EXERCISE ->
Pick out and copy every line in the rows below that contains the word "beach". Case matters.

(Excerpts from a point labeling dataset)
□ □ □ □ □

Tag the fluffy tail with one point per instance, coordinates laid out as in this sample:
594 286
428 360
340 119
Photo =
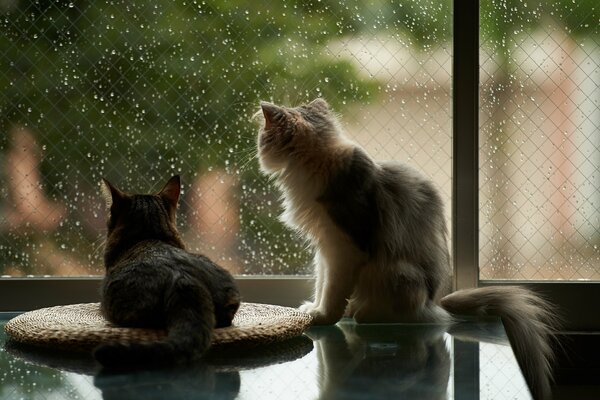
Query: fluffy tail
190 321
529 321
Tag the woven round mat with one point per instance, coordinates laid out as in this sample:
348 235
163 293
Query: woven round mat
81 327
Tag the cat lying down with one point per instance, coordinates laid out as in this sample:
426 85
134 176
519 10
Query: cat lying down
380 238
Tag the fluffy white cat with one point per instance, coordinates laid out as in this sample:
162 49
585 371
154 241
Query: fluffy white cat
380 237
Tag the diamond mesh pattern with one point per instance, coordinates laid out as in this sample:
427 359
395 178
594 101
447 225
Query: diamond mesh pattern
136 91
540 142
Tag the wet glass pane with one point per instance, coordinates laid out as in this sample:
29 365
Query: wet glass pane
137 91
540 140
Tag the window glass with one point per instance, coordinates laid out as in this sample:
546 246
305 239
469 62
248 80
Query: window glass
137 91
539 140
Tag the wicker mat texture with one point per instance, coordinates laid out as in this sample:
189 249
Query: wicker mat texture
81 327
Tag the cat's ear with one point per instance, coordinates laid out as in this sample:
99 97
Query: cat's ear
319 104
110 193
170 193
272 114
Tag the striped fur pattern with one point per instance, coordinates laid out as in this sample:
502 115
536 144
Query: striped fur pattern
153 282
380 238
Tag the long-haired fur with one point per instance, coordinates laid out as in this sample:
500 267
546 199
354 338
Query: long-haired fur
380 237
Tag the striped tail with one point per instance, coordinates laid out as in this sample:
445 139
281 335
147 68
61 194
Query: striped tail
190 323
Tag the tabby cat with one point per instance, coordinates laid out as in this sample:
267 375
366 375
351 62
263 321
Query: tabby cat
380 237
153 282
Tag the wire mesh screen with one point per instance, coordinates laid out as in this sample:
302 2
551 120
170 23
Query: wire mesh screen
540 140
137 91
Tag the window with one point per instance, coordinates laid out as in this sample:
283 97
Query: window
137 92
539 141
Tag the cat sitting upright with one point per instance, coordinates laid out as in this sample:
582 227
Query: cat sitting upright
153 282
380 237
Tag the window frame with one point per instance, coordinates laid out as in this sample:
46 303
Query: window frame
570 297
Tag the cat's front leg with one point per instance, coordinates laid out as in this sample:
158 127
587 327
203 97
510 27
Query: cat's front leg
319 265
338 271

□ □ □ □ □

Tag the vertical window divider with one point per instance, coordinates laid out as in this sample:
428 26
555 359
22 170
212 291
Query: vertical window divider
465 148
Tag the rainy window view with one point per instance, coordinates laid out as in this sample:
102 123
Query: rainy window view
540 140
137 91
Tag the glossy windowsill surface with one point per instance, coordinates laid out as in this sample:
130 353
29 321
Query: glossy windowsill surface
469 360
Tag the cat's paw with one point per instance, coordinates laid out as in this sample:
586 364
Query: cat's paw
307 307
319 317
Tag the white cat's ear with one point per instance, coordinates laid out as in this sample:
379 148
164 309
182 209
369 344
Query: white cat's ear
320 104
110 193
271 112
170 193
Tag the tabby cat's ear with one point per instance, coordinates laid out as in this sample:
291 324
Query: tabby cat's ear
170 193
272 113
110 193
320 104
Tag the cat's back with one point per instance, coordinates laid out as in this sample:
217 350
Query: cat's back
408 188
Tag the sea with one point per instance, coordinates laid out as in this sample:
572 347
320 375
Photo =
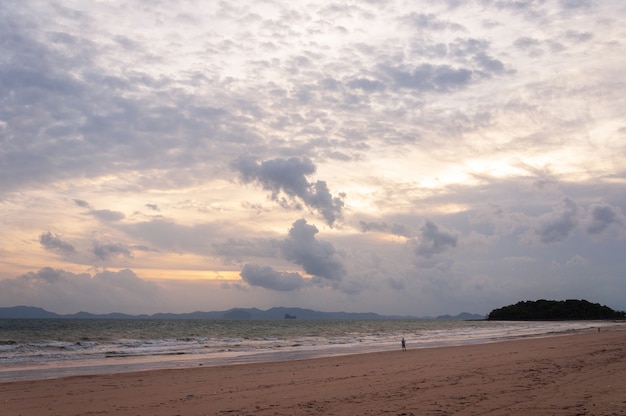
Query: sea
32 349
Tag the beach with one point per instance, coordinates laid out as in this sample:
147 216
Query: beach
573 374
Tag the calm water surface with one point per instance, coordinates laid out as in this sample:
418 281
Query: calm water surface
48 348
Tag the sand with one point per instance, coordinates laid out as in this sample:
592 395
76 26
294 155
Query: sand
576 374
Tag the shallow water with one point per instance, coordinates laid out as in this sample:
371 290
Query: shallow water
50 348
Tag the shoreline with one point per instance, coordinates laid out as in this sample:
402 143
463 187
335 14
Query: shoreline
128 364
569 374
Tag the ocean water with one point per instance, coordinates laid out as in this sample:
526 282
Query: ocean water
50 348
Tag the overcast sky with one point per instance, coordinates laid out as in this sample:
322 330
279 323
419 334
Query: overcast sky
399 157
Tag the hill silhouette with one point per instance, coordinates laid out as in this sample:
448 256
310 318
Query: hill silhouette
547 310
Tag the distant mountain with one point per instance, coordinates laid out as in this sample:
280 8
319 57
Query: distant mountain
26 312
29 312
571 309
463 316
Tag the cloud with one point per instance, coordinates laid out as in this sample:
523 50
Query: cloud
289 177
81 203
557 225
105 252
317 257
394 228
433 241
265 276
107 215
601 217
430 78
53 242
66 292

□ □ □ □ □

THE COMPLETED TASK ->
Tag the beach with one point per instance, coordinates laid out as in this sample:
Query: beach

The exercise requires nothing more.